> **EXERCISE GOAL**:
Starting at the line that holds "Target: hard hat brim" and stopping at the line that holds "tree trunk, locate", restate the records below word for word, with both of those lines included.
★ ★ ★ ★ ★ ★ ★
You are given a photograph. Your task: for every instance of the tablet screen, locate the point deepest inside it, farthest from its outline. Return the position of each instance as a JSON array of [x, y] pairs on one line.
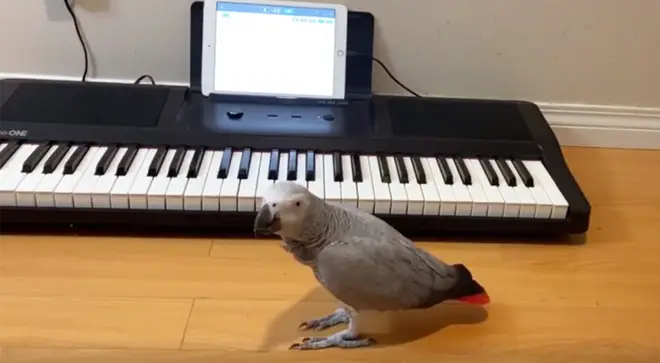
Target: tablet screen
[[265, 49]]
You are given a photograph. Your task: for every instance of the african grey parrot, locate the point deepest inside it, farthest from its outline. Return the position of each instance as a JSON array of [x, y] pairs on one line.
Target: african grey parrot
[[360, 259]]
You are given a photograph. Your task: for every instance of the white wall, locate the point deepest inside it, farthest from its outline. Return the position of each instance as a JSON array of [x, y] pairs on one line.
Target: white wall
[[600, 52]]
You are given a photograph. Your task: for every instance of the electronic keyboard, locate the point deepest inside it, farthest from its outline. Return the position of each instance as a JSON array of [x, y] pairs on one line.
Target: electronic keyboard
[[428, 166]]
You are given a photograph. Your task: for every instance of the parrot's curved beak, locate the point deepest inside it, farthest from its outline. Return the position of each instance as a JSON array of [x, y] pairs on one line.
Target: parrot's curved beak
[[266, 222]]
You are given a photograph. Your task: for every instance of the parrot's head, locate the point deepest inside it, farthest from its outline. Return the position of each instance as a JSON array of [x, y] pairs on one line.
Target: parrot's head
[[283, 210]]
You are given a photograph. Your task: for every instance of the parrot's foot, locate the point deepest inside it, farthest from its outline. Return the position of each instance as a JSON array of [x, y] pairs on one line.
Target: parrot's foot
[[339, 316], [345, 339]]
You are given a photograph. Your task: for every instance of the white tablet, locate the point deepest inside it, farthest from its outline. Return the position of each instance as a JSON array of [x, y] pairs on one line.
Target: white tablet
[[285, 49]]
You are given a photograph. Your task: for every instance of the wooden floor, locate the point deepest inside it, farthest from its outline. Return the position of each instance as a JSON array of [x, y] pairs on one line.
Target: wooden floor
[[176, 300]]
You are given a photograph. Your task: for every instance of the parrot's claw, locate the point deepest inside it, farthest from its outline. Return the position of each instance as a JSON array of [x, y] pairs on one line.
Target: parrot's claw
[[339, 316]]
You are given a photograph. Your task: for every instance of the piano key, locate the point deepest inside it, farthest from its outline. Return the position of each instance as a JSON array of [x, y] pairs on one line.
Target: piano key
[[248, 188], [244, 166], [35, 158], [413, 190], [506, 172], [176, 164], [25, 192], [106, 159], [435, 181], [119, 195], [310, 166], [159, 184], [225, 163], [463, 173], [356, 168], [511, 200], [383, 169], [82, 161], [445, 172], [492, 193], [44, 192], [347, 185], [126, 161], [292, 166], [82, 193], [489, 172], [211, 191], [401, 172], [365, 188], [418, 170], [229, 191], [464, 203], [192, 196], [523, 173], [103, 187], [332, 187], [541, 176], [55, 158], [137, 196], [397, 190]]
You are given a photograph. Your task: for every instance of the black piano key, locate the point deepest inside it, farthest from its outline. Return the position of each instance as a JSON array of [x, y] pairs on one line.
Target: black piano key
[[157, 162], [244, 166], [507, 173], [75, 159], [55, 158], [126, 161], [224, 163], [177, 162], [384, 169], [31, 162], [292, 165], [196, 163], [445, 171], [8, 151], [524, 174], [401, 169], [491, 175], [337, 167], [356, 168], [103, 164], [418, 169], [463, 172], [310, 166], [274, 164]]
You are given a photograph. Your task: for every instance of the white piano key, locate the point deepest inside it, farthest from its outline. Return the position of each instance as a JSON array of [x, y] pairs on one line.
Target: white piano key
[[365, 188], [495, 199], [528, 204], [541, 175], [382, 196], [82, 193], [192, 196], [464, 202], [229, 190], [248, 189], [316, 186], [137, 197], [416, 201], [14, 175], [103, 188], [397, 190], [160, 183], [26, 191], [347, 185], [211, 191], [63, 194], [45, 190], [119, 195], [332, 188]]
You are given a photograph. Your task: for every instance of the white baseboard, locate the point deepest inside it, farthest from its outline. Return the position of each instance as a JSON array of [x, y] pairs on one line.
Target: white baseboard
★ ★ ★ ★ ★ ★ ★
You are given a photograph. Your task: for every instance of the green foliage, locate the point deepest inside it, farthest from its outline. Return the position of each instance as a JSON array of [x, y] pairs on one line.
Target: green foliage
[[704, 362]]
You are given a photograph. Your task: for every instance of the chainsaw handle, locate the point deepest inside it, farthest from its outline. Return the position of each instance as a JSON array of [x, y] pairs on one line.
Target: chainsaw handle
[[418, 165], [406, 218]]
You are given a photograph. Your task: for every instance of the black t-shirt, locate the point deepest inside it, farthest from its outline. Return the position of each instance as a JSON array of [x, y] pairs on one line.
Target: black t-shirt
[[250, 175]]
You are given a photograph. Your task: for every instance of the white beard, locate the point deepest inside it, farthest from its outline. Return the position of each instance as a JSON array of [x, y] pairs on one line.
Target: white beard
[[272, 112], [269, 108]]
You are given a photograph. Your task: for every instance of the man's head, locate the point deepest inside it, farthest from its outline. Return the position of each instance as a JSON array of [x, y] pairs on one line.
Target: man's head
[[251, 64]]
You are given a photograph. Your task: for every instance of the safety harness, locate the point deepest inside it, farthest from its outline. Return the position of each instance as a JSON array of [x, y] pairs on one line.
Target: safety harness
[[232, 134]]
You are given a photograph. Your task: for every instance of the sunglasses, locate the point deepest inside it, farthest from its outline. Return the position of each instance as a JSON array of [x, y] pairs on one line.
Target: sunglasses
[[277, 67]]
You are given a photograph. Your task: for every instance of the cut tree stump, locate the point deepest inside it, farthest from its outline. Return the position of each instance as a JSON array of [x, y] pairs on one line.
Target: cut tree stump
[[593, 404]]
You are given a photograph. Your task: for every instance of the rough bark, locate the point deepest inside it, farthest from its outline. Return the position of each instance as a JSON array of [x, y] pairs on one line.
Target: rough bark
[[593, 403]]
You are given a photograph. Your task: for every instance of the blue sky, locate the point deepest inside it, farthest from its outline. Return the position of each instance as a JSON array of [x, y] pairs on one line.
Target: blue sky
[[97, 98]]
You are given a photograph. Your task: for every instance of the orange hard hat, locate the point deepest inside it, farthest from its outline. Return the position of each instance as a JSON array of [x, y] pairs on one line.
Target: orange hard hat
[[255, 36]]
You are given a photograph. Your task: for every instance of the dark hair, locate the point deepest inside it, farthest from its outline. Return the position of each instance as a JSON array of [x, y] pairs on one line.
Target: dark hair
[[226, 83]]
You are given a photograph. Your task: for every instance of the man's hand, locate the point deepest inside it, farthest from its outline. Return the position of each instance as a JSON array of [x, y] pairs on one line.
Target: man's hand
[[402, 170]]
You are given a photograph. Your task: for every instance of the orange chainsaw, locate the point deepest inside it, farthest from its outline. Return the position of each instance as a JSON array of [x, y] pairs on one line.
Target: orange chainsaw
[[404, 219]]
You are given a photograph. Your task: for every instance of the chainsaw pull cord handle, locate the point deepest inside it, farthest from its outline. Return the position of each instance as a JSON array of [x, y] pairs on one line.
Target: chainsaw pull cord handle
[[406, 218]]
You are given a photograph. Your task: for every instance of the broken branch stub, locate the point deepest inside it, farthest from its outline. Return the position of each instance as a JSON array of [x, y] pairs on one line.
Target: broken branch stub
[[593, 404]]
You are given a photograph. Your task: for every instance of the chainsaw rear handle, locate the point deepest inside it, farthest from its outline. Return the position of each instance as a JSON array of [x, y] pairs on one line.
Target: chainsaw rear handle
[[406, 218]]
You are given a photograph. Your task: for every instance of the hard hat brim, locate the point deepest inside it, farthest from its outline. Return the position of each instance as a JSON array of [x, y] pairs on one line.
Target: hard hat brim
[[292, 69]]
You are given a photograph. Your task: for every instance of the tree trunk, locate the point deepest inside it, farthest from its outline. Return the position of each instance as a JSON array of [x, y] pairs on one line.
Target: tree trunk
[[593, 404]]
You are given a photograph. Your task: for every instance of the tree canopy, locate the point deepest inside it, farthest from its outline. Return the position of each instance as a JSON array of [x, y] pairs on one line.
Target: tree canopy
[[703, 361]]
★ ★ ★ ★ ★ ★ ★
> **TASK SOLUTION**:
Target: hard hat brim
[[292, 69]]
You are given a photograph. Your task: for every instance of the tree trunk, locate the point deepest inside it, farthest from its outline. Return the position of each instance as a JSON array of [x, y] pairs on one line.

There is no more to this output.